» CONSIGNE 1:
Résume en deux phrases le texte sur le film Joker.
» CONSIGNE 2:
Rédige la suite du texte sur le film Joker, en partant de sa dernière phrase.

» TEXTE:
La mutation du genre de super-héros

A l'instar de Logan prenant les traits du road movie et Les Nouveaux Mutants devenu a priori un film d'horreur (en espérant que Disney ne détruise pas le film), Joker est un film de super-héros prenant la forme du drame social. Le renouvellement du genre de film de super-héros est à ce titre particulièrement intéressant et très souvent une réussite. Le pari est réussi pour Joker avec pour caractéristique le fait que le genre du drame a pris totalement le pas sur le film de super-héros. Même si les comics DC sont beaucoup plus sombres que les Marvels, ce film s'apparente plus à un Taxi Driver qu'à n'importe quel autre film de super-héros sortis jusqu'ici.  

Les thématiques sociales [spoilers]

Les thématiques sont assez nombreuses dans Joker, bien qu'affiliées à un même champ : celui du social. En effet, l'enjeu est de montrer les conditions de la naissance d'un tel monstre. L'angle choisi est donc déterministe ; le Joker est le produit du contexte et il n'est jamais à l'initiative de quoique ce soit dans sa vie. Tout au mieux, il réagit de manière violente. Pour produire un tel personnage, le film coche toutes les problématiques sociales. Il s'agit d'un homme handicapé incompris et méprisé ou au mieux ignoré, dans une société violente inégalitaire qui lui coupe les aides sociales et médicales, licencié de son emploi suite à la malveillance d'un collègue, n'ayant pour seul refuge que sa mère dont il apprend la folie et la responsabilité dans son handicap suite à la maltraitance qu'il a subi quand il était enfant. Ses pères fictifs de substitutions Thomas Wayne et Murray Franklin sont des horribles personnages dans la réalité et sa copine n'est qu'un fantasme qu'il a imaginé. Si Thomas Wayne ne se révèle pas être le père biologique du Joker, le tour de force est qu'il s'agit pourtant bien du créateur du Joker, Thomas Wayne étant l'incarnation du système sans pitié ayant engendré cette créature.

» DONNÉES EXTRAITES:
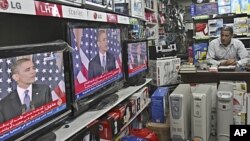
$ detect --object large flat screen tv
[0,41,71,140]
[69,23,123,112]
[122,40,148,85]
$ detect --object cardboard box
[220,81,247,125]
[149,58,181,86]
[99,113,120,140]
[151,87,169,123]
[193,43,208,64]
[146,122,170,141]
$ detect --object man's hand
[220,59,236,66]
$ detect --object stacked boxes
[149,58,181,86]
...
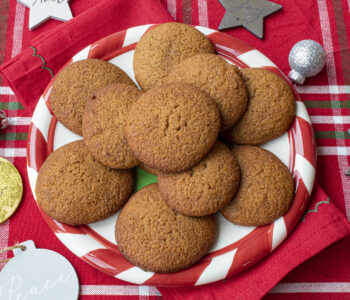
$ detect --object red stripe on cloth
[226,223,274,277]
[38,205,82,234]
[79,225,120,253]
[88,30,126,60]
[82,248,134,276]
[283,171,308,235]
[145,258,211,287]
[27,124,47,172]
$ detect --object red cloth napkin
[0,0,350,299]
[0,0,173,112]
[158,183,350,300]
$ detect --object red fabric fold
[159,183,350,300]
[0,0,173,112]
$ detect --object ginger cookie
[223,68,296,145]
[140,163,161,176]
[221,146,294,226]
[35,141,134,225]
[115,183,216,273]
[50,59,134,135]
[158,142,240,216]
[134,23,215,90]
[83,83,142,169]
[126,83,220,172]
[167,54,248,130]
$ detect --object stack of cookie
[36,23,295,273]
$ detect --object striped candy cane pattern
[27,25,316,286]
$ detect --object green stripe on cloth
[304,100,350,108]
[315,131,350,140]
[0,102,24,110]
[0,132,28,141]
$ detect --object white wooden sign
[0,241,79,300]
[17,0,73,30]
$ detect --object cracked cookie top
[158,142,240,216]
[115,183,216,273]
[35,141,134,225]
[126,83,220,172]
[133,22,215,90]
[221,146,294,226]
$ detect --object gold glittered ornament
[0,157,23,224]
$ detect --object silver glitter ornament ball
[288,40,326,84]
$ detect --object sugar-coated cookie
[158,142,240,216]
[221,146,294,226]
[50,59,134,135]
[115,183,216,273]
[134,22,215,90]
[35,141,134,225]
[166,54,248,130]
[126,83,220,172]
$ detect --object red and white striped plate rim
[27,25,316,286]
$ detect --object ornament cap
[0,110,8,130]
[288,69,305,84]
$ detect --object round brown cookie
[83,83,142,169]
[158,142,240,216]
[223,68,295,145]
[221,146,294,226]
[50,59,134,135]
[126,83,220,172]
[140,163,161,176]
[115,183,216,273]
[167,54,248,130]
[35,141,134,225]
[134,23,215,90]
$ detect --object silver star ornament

» RÉSULTAT 1:
Joker renouvelle le genre du film de super-héros en prenant la forme d'un drame social, au point de s'apparenter davantage à Taxi Driver qu'aux autres films du genre. Dans une approche déterministe, il montre comment un homme handicapé, méprisé, privé d'aides, licencié et déçu par sa mère comme par ses pères de substitution devient un monstre, Thomas Wayne incarnant le système sans pitié qui l'a engendré.

» RÉSULTAT 2:
Toutes les structures sociales fondamentales (Etat, Travail, Famille) qui permettent la vie se délitent donc, provoquant la descente aux enfers d'un homme qui luttait jusque là pour s'en sortir (magistralement montré par Arthur montant péniblement le grand escalier). Détruit, son seul refuge est ce personnage violent capable de réagir et de lui donner une identité (personnage descendant le grand escalier en dansant). Toutefois, même son nom, le Joker ne l'a pas choisi, accentuant l'idée du déterminisme cruelle d'une société de classes pour un individu miséreux et différent. Là où Nolan créait un Joker politique et conceptuel voulant instaurer le chaos en réponse à la Justice de Batman,  Phillips crée un Joker social né du chaos sans message politique. Le film reste politique à la marge car la description d'une société produit nécessairement un message mais la description reste ici avant tout factuelle et il ne s'agit en aucun cas d'un commentaire ou de philosophie politique comme chez Nolan. Pour autant, le résultat est tout autant saisissant.

En définitive, si Nolan proposait un Joker politique, produit de l'action de Batman, Phillips fait le choix audacieux du Joker social, produit par une société inégalitaire et violente. Joaquin Pheonix est époustouflant dans le rôle.